* EXTRAIT CITÉ
Le centre des patriotes ayant été enfoncé, leur droite ébranlée, leur gauche entièrement rompue, les royalistes crurent tenir la victoire et poursuivirent Westermann au moment où les grenadiers de la Convention arrivaient pour le soutenir. Alors faisant un mouvement sur sa droite, ce général culbuta l'aile gauche des Vendéens et la mit en déroute. En même temps le général Chalbos rétablit le combat sur sa gauche, et battit la droite de l'ennemi avec le même succès. Blessé grièvement, Beaurepaire dut à quelques braves qui se dévouèrent de ne pas rester parmi les morts. Le général Westermann poursuivit les fuyards avec deux mille et le même jour à 5 heures du soir il entra pour la seconde fois triomphant dans Chatillon. Le conseil supérieur était eu fuite vers Chollet ; ses papiers tombèrent au pouvoir de Westermann ; il y trouva le plan de campagne du 2 septembre.

* DONNÉES FOURNIES
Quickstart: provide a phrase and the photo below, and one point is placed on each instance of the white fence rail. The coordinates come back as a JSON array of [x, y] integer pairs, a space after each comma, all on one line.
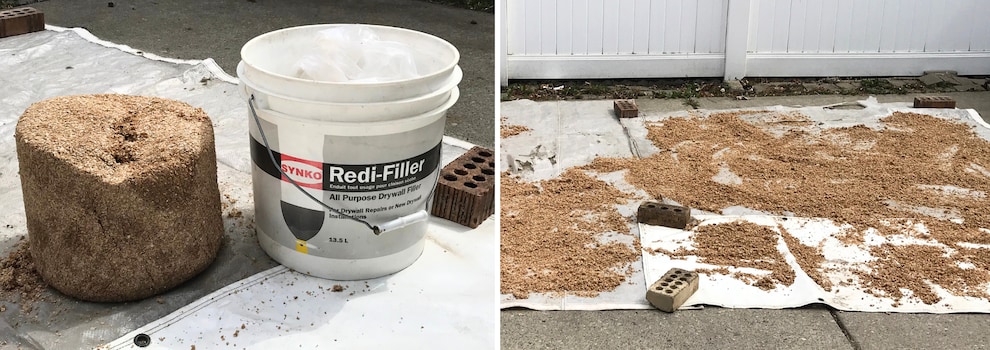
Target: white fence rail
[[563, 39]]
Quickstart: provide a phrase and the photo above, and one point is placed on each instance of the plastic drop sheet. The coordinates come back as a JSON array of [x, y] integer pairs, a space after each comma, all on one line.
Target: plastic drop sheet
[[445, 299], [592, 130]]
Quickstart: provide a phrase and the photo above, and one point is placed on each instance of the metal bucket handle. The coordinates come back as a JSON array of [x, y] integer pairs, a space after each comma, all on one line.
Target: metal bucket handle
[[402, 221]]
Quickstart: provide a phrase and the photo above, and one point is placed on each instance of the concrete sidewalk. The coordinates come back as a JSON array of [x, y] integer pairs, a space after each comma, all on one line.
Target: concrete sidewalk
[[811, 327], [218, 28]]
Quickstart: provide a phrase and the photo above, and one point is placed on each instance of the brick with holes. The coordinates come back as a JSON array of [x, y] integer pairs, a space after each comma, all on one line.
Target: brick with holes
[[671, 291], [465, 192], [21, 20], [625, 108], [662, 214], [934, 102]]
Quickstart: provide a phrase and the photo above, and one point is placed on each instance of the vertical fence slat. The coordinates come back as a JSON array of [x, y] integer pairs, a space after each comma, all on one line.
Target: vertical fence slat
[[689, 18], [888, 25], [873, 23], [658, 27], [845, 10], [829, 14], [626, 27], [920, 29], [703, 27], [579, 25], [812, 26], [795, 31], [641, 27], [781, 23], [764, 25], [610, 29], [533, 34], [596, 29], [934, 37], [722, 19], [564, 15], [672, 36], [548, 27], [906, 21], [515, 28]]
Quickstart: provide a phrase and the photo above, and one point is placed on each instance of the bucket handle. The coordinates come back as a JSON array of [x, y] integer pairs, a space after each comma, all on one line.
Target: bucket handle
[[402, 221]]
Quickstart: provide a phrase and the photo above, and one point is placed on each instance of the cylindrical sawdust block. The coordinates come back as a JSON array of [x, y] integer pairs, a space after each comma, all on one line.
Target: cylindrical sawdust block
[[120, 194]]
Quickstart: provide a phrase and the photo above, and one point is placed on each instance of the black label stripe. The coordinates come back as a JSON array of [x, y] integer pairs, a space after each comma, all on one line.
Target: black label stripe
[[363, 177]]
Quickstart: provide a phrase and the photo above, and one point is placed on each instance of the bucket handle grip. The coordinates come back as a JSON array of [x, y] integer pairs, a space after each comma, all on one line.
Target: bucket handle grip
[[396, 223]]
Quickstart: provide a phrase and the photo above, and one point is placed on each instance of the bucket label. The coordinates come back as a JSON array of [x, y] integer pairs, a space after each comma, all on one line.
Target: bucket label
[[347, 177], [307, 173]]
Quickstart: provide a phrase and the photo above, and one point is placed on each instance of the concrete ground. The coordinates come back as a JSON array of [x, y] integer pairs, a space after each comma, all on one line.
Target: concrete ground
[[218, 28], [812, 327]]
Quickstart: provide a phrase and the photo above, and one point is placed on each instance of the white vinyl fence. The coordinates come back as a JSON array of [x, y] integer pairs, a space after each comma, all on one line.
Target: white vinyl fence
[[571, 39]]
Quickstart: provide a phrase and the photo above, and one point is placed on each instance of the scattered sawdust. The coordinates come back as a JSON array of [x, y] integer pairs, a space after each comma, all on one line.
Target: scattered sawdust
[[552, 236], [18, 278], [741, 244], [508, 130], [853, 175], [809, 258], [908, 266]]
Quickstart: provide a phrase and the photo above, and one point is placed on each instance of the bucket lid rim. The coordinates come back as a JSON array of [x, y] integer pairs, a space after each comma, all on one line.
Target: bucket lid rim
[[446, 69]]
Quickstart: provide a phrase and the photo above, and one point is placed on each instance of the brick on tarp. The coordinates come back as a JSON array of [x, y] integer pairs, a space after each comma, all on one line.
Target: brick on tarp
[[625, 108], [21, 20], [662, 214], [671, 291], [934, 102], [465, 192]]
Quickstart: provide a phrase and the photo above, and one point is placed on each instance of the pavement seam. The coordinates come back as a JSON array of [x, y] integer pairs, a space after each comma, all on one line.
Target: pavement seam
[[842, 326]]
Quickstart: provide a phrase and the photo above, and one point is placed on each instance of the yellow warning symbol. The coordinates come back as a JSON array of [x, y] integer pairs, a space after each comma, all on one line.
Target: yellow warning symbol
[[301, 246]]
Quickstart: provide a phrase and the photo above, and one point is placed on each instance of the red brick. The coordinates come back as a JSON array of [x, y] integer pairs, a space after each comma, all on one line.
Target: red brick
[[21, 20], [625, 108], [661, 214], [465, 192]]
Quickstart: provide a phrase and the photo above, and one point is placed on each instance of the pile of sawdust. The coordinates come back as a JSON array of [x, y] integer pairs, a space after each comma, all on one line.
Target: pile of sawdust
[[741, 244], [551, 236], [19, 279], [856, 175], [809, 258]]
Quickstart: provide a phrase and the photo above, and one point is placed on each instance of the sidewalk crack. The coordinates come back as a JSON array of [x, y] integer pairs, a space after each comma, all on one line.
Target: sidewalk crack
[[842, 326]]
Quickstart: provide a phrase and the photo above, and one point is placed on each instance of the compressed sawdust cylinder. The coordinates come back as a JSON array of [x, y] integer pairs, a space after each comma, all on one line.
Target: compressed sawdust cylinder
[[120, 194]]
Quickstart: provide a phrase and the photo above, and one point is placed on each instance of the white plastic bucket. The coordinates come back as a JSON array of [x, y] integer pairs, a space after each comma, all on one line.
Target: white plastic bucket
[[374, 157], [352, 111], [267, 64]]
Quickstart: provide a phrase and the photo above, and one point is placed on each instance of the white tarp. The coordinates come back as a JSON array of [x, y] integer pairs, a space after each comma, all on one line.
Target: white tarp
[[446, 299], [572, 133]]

* OBJECTIFS
1) D'après l'extrait cité, quel général rétablit le combat sur sa gauche et battit la droite de l'ennemi ?
2) Recopiez tout, du début des enregistrements jusqu'à la ligne contenant "21], [515, 28]]", ces deux lignes comprises, en omettant les images.

* CORRIGÉS
1) Le général Chalbos.

2)
Quickstart: provide a phrase and the photo below, and one point is placed on each instance of the white fence rail. The coordinates come back as a JSON array of [x, y] integer pairs, a space after each comma, all on one line.
Target: white fence rail
[[563, 39]]
Quickstart: provide a phrase and the photo above, and one point is placed on each instance of the plastic drop sheet. The coordinates come back as a JSON array of [x, y] integer pairs, a space after each comma, all on one line.
Target: plastic drop sheet
[[445, 299], [592, 130]]
Quickstart: provide a phrase and the photo above, and one point is placed on each instance of the metal bucket handle. The coordinates come back as a JSON array of [x, y] integer pairs, a space after each comma, all on one line.
Target: metal bucket handle
[[402, 221]]
Quickstart: provide a phrase and the photo above, and one point is placed on each instance of the concrete sidewalk. The coordinates come back as a JSON array of [x, y] integer pairs, a space after each comma, all on one line.
Target: concrete sidewalk
[[811, 327], [218, 28]]
Quickstart: provide a phrase and the photo above, and one point is placed on each instance of the brick with holes. The coordinates come back as a JSON array of [x, y] integer pairs, a space after each comma, all on one line.
Target: brick with holes
[[671, 291], [465, 192], [21, 20], [625, 108], [662, 214], [934, 102]]
Quickstart: provide a phrase and the photo above, and one point is placed on each instance of the vertical fence slat. The coordinates come back as a JSON array of [x, y] integer pairs, a space after each comma, all on one line.
Target: vertical fence slat
[[689, 18], [888, 25], [873, 23], [658, 27], [845, 10], [829, 14], [626, 27], [920, 29], [703, 27], [579, 25], [812, 26], [795, 31], [641, 27], [781, 23], [764, 25], [610, 29], [533, 34], [596, 29], [934, 37], [722, 19], [564, 15], [672, 36], [548, 27], [906, 21], [515, 28]]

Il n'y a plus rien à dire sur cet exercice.